> [Brief]: Reproduce all of the records below, replacing "single marker" with "single point" and keeping everything else unchanged. Omit the pictures from your output.

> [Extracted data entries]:
※

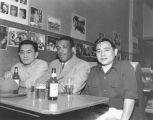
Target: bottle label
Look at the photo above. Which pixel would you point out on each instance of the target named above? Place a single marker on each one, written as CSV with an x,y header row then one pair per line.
x,y
17,81
53,90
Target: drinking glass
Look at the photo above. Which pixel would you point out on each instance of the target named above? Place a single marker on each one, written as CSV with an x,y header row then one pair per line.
x,y
40,91
69,87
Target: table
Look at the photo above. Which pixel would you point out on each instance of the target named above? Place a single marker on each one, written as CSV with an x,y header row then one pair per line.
x,y
43,108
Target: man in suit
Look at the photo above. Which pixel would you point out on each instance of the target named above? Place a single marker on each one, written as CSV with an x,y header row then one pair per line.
x,y
68,66
115,80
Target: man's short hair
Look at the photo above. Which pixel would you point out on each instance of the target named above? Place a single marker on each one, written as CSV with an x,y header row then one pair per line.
x,y
107,40
28,42
67,39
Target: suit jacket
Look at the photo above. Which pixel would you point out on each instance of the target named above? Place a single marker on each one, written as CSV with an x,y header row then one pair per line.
x,y
75,69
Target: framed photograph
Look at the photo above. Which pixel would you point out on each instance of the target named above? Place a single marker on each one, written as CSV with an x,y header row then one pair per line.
x,y
54,25
39,38
15,36
4,8
22,13
86,51
3,37
51,44
36,17
14,10
24,2
78,29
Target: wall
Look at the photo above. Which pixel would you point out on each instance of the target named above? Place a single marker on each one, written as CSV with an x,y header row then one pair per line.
x,y
103,16
148,21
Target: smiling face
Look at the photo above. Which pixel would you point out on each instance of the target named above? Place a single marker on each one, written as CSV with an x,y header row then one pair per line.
x,y
27,54
64,50
105,53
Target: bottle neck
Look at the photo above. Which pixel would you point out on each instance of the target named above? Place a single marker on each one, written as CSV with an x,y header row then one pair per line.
x,y
53,75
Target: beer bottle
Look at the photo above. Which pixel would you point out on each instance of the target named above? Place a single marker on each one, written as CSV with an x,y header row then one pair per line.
x,y
16,77
53,86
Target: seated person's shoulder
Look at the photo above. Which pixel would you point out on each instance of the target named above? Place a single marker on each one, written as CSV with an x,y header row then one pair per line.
x,y
56,61
124,64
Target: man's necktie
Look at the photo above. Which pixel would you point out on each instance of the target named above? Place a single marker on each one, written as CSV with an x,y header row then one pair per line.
x,y
63,64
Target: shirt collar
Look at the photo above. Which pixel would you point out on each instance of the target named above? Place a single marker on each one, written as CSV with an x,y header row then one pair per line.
x,y
114,65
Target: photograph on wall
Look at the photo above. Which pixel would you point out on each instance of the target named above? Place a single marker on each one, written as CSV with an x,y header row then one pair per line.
x,y
36,17
4,8
100,36
86,51
22,13
14,10
117,40
39,38
24,2
78,29
51,44
54,25
15,36
3,37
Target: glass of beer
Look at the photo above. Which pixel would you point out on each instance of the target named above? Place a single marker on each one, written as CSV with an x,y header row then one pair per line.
x,y
69,87
40,91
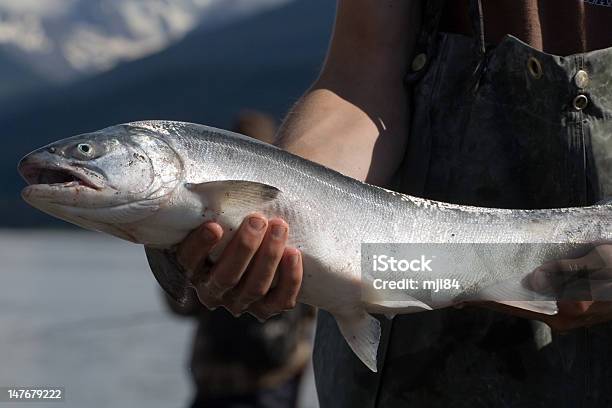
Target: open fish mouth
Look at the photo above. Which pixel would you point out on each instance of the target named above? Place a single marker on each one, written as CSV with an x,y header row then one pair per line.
x,y
42,174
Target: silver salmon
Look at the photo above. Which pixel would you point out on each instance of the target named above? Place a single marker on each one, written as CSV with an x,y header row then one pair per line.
x,y
153,182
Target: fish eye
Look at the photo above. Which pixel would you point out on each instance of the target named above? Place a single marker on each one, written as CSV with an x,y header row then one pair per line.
x,y
85,149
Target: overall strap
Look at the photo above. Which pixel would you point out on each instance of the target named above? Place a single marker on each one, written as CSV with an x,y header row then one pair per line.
x,y
477,20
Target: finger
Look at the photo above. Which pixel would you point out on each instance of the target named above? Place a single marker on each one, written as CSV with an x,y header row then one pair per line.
x,y
261,271
237,255
195,248
284,295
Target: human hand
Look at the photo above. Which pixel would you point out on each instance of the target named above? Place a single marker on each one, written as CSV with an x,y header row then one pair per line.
x,y
583,285
256,272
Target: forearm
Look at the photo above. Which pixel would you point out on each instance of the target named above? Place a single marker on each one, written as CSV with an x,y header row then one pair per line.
x,y
355,117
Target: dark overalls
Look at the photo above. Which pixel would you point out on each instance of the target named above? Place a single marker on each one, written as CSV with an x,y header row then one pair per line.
x,y
504,126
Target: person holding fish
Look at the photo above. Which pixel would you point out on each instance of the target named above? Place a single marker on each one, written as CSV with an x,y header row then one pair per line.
x,y
491,103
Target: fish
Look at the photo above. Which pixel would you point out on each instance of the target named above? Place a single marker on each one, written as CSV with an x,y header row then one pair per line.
x,y
153,182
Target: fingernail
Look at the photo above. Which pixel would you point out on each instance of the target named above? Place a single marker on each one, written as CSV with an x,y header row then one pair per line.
x,y
278,231
257,223
294,259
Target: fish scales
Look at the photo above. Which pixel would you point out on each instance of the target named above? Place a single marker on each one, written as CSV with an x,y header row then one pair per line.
x,y
188,174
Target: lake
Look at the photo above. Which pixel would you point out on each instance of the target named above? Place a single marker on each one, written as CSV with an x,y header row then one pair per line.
x,y
82,311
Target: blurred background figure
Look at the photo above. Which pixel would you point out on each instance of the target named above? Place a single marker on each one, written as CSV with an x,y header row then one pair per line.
x,y
240,362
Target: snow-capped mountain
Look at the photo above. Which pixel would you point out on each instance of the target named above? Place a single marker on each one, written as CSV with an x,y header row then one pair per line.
x,y
64,39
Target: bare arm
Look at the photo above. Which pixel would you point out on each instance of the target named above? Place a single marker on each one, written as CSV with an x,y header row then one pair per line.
x,y
353,119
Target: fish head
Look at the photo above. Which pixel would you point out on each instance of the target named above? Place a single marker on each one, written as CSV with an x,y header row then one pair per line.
x,y
102,180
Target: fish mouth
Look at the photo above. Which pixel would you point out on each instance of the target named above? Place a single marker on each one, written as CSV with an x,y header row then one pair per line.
x,y
42,174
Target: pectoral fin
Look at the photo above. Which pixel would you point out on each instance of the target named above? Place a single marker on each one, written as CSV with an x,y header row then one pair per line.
x,y
362,333
514,293
169,274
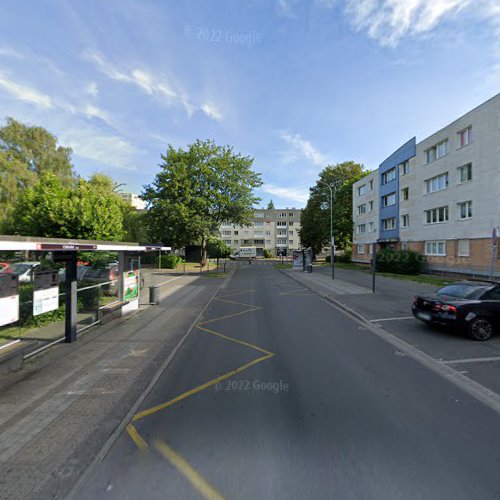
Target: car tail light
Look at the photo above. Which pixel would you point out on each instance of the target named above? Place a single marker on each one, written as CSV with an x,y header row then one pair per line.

※

> [Complete answer]:
Target: bottle label
Look at the photo above. Which pixel would you point out on each instance of the target named above? Place a single point on each one, written as CSV with an x,y header row then one pair per line.
x,y
17,81
53,90
Target: drinking glass
Look at the photo above. Which pixel would you point out on each instance of the target named above? Place a single point on each one, written as CSV with an x,y header row then one pair per line.
x,y
40,91
69,87
Target: table
Look at the photo above. Which pixel would you point out on each instance of the target named above? Place a single point on each one, written as CSV with an x,y header row then one pair per line.
x,y
43,108
Target: man in suit
Look at the photo above. Which pixel would you point out on each instance of the target named above? Place a single point on each one, written as CSV with an x,y header row then one pair per line.
x,y
68,66
115,80
Target: man's short hair
Look at the photo above. Which pixel would you point out on each instance of the target named above? Place a single point on each one, written as CSV with an x,y header row then one pair per line.
x,y
107,40
28,42
67,39
Target: suit jacket
Look at the photo above. Which pixel would you point out on each instance of the target named above? Place a single point on each one, written as CSV with an x,y header row then one pair per line.
x,y
75,69
Target: framed photograph
Look at the photo above. Which pixel would you point out on each instance of the target named above? Place a single point on each one, written as CSV with an x,y header row then one pair per line.
x,y
54,25
39,38
15,36
4,8
22,13
86,51
3,37
51,44
36,17
14,10
24,2
78,29
Target: wall
Look at the photo above. Which pixel would you point out on each instance of the target named above? Place a single point on each one, written as CSV with an x,y header row then one pair per line.
x,y
103,16
148,21
Target: smiling face
Look at the photo above. Which pixel would you point out on each instance of the target named above? Place a single point on each one, written as CSV with an x,y header row then one pair per line.
x,y
27,54
64,50
105,53
Target: bottle neck
Look at the photo above. Which pixel would you point out on each instance of the target named above? Place a single point on each one, written as CSV with an x,y header row then one pair per line.
x,y
53,75
Target: beer bottle
Look at the photo above. Which pixel would you point out on each instance of the target named above? Place a single point on each one, written as CSV with an x,y header row then one pair per line.
x,y
16,77
53,86
Target: seated person's shoulder
Look at the photo above. Which pixel would you point out on each instance of the target named above? Place a single point on each one, written as CSV with an x,y header row then one pair per line.
x,y
56,61
124,64
Target: man's necktie
Look at the photo above. Which pixel would you point out on each instance of the target named above? Place a single point on each one, written as CSV with an x,y header row then one pair per line.
x,y
63,64
Target: shirt collar
Look at the photo above. Which pixel would you point out on each instance of the target named above? Place a single point on each one, written as CSV with an x,y header row then one pair per line.
x,y
114,65
Target: photograph on wall
Look at the photo above. Which pixel would you point out on each instance of the target named above? Place a single point on each one, written as CSV with an x,y header row then one pair per line.
x,y
36,17
4,8
100,36
86,51
22,13
14,10
117,40
39,38
24,2
78,29
51,44
54,25
15,36
3,37
Target: glass of beer
Look at the photo above. Which pixel would you point out on each instance of the target named above? Place a single point on each one, written as CSV with an x,y header row then one pair per line.
x,y
69,87
40,91
Target: open fish mouth
Look at the photo above. Which pixel would you point out on each instance of the target named above? Place a single point on each one, written as CSV with an x,y header row then one pair per line.
x,y
42,174
Target: silver salmon
Look at the photo above. Which pixel would you point out on each instance of the target named above? Place a single point on each one, written as CSV with an x,y header row then one pair per line.
x,y
153,182
Target: fish eye
Look at the photo above. Which pixel would you point out on each instance of the target named above? Place a single point on each one, written as CSV with an x,y header row then one pair per line.
x,y
85,149
Target: overall strap
Look at the photo above. Which pixel would you point out on each instance of the target named above? Place a single point on each one, written as CSV with an x,y header row then one pair per line.
x,y
477,20
Target: finger
Look at the photo above. Which pixel would you point out on each instance of the target named above? Place a single point on each one, written as CSV with an x,y header row then one pair per line.
x,y
261,271
237,255
195,248
284,295
Target: human hand
Look at the photo above. Which pixel would you point out on each instance of the target named above? Place a single point on each one, written as CSV with an x,y header row then one pair per line.
x,y
583,285
256,272
Target: forearm
Look at the photo above. Which pixel would you point out on each instance of the target named above? Place a single point on each one, written as CSV with an x,y header row then one pair per line.
x,y
355,117
Target: dark overalls
Look at the photo above. Which pixel would you point out on each instance of the target named above? Place a single point on each one, written as CSV with an x,y header row then one pair per line.
x,y
504,126
Target: person holding fish
Look at the photo above. Which pixel would you point out on each instance of the target named above? Place a single point on each one, written as CSV with an x,y header row then one pair per line.
x,y
491,103
Target: fish
Look at the photo above. Which pixel would you point out on each instance of the target named above? Place a single point on each one, written as CSV with an x,y header row then one pair per line.
x,y
153,182
Target: fingernail
Look at the photo above. Which pixel would you point out on each instance of the target named above? Place a single point on each one, written as CSV with an x,y header row then one pair per line.
x,y
278,231
257,223
294,259
Target: fish scales
Look at the photo above. Which pixel would you point out on each instance of the target named above? Place a single point on each one, written as CSV with an x,y header row then one pair per line.
x,y
188,174
Target: lake
Look at the photo above. Which pixel would you point out on each instance of the target named above? Place a single point on each one, written as CSV with an x,y header row then one pair per line.
x,y
82,311
Target: blurred background figure
Look at the photo above. Which pixel would you point out on each instance of the target named above? Place a single point on each one, written as CSV with an x,y header row then one pair per line.
x,y
240,362
Target: snow-capped mountain
Look at the photo above. Which pixel would you point out on each instance of the target named above? Place a single point on each one, written as CSV with an x,y header row then one pair per line.
x,y
64,39
Target: bare arm
Look at the photo above. Which pixel would you point out on each instance of the target named above? Place a single point on each one, written as CSV with an x,y header row then one pair per line.
x,y
353,119
Target: fish head
Look at the photo above. Which pixel would you point out on each instance of the target named above? Place a single point on each one, written as CSV with an x,y header row then one pair per line.
x,y
102,180
Target: fish mouth
Look at the photo above. Which pixel would you point out on each instance of the target named above? Place a single point on each one, written as CSV with an x,y header row then one pair per line.
x,y
42,174
Target: pectoral fin
Look at the photo above. Which pixel would you point out on each instance of the target named above? Place a single point on each one, written as CSV with an x,y header row then one pair per line.
x,y
362,333
514,293
169,274
Target: car tail light
Look at the photo above. Which pixel would you point out on each instance of the target named above? Place a single point on each one, written as CSV with an x,y header row then one pair per line.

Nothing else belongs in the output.